In the text on the pandemic and women's pay below, what mainly accounts for women losing a larger share of their wages than men in the second quarter of 2020? Answer in one to three sentences.

▸ SOURCE TEXT:
☆ ☆ ☆ ☆ ☆
However, along with impressive scientific advances, have come huge economic and societal costs, many yet to be fully counted. In particular, lockdowns - and all their attendant economic woe - are reversing decades of progress made narrowing the gender pay gap and improving working conditions for women.

Largely, this is because women are overrepresented in many of the industries hardest hit by societal shutdown, namely service, retail and entertainment. It’s estimated that 40% of all employed women worldwide, that is 510 million women, work in these sectors.

Paid domestic workers - those working for private households - make for an illustrative example. According to ILO statistics, nearly 55 million domestic workers, two thirds of whom are women, have reported being significantly affected by job losses or reductions in working hours and earnings in the last few months alone. 

In the Global South, many of the problems women have faced stem from their greater reliance on informal employment, employment which often lacks protection by legal and regulatory frameworks, and therefore has left them more vulnerable to the ongoing economic downturn.

The ILO’s Global Wage Report 2020/21 provides a broader context. Referring to data collected from over 150 countries, it estimates that, excluding wage subsidies, women globally lost 8.1% of their wages in the second quarter of 2020, compared to 5.4% for men. According to the report, this discrepancy is mainly accounted for by the difference in wage loss due to reduced workings hours: ‘while the average difference in wage bill losses caused by lay-offs was smaller than 0.4 percentage points between women and men, the average wage bill loss due to the drop in workings hours was 6.9% for women compared to 4.7% for men’.

COVID-19 and the Effect on Female Employment and the Gender Pay Gap

Turning to the field of economics, the INOMICS Salary Survey shows that the economists’ experience is not entirely faithful to these broader trends. Of the almost 2000 participants, 38% of male economists reported that their position had been negatively affected by the pandemic, compared to 34% of their female colleagues. Unemployment rates, on the other hand, were more in sync with the ILO’s findings, 11% of female respondents reporting unemployment, compared to 7% of men since the start of the pandemic. It should be pointed out, though, that INOMICS’ data suggests unemployment was higher for female economists before the pandemic, which may account for some of the difference.
☆ ☆ ☆ ☆ ☆
▸ INPUT DATA:
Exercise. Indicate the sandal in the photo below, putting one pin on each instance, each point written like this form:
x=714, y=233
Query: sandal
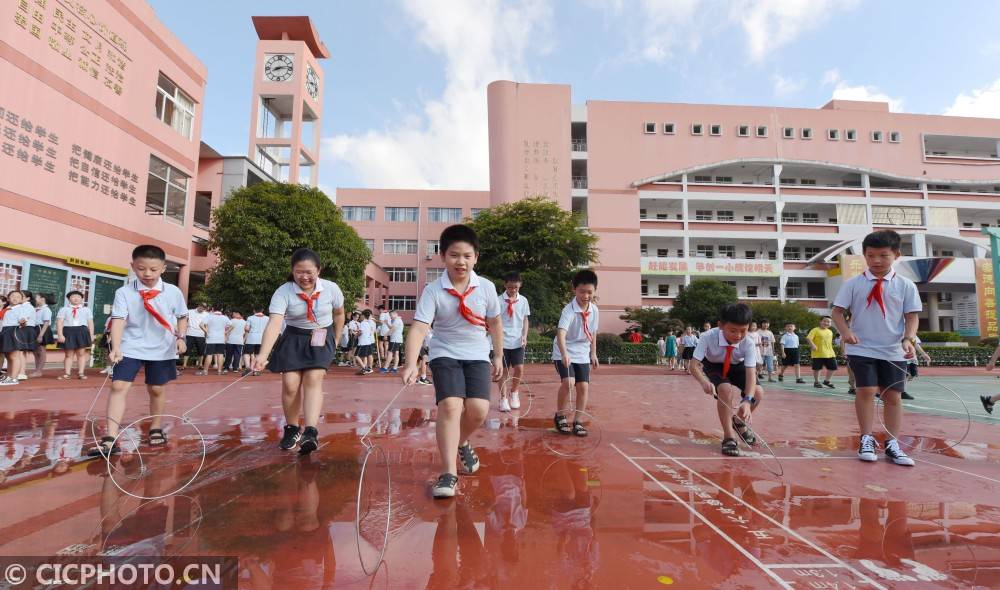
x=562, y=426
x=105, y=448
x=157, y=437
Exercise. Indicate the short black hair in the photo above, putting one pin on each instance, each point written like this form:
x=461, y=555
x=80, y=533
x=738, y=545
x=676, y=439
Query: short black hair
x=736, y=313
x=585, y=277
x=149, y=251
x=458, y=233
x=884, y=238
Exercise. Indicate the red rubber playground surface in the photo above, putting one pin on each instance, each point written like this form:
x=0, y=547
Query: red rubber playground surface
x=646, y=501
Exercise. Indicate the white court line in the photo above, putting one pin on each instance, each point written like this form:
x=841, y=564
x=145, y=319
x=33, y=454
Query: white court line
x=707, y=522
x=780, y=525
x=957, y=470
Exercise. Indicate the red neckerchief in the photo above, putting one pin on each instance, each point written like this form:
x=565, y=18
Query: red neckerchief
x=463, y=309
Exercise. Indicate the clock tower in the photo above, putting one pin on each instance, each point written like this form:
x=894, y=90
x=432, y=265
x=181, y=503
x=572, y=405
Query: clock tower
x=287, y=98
☆ ☆ ☆ ☆ ☆
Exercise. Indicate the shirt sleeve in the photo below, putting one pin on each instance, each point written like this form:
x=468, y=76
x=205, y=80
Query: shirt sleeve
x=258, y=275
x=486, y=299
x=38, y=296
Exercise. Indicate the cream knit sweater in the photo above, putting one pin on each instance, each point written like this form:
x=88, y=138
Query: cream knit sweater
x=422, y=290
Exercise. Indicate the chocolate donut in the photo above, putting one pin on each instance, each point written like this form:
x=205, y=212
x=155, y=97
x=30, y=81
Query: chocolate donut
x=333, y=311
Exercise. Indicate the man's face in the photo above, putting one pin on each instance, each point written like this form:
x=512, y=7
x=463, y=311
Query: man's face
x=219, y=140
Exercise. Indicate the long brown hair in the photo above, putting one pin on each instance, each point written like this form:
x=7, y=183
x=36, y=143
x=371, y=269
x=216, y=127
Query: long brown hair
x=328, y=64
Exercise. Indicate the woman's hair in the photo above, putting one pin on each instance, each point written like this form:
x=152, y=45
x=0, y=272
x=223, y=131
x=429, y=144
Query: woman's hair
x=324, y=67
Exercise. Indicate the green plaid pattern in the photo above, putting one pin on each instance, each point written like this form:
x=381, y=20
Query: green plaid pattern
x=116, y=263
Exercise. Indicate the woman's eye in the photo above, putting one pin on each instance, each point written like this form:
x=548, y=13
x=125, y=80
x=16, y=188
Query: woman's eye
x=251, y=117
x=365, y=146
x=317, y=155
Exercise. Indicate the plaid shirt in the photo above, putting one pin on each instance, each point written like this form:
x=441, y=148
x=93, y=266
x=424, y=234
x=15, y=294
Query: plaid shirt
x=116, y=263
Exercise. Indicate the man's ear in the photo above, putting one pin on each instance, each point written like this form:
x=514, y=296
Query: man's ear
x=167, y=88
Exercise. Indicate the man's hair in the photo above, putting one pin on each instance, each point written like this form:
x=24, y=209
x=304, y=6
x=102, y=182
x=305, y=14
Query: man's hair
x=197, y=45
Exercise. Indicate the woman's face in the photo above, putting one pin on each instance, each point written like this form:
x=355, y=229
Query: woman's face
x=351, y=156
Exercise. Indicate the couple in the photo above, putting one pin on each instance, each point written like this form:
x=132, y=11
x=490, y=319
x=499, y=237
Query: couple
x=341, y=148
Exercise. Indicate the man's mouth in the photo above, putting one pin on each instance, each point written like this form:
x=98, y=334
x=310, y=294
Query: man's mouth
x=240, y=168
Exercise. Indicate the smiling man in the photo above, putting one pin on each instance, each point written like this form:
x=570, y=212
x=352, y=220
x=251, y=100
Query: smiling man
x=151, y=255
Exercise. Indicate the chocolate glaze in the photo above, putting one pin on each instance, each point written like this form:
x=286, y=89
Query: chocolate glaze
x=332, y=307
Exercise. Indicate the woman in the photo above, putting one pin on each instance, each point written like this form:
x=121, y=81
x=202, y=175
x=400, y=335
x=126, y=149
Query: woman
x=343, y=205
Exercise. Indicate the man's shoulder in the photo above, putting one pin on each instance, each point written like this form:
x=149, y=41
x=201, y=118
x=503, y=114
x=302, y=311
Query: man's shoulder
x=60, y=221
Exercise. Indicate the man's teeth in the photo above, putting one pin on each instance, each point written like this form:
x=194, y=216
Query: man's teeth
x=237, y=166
☆ ☆ ☆ ☆ ☆
▸ SOLUTION FOR THIS TASK: According to the ILO's Global Wage Report 2020/21, the gap comes mainly from reduced working hours. The drop in hours cost women an average of 6.9% of their wage bill and men 4.7%, while the gap in losses from lay-offs was under 0.4 percentage points.